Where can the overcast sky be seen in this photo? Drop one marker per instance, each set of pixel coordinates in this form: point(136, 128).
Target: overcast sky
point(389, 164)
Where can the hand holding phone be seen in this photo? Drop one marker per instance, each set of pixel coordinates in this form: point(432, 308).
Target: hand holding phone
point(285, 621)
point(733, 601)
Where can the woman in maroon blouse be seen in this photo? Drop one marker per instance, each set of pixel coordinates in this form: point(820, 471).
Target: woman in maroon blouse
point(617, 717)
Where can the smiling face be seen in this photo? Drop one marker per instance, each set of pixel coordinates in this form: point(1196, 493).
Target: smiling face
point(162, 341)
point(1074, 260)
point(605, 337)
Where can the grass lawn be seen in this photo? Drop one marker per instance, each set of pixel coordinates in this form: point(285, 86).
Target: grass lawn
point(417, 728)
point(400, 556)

###

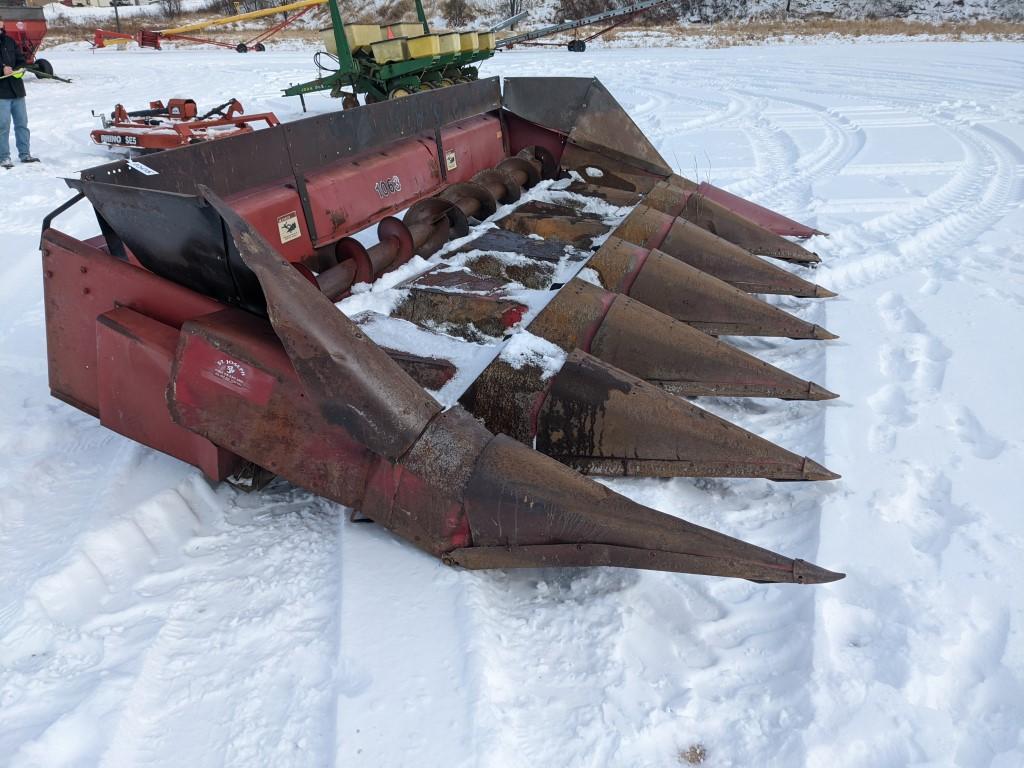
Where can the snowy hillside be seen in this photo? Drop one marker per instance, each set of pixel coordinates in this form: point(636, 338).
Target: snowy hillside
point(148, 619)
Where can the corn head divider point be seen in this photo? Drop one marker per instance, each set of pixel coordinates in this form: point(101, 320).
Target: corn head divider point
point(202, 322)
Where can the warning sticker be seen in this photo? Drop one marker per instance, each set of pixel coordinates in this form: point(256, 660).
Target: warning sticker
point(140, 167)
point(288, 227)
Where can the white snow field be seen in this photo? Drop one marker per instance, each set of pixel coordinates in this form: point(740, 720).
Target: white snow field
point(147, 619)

###

Nothing but a number belongs in the answer: the tally of lines in the data holding "marker".

9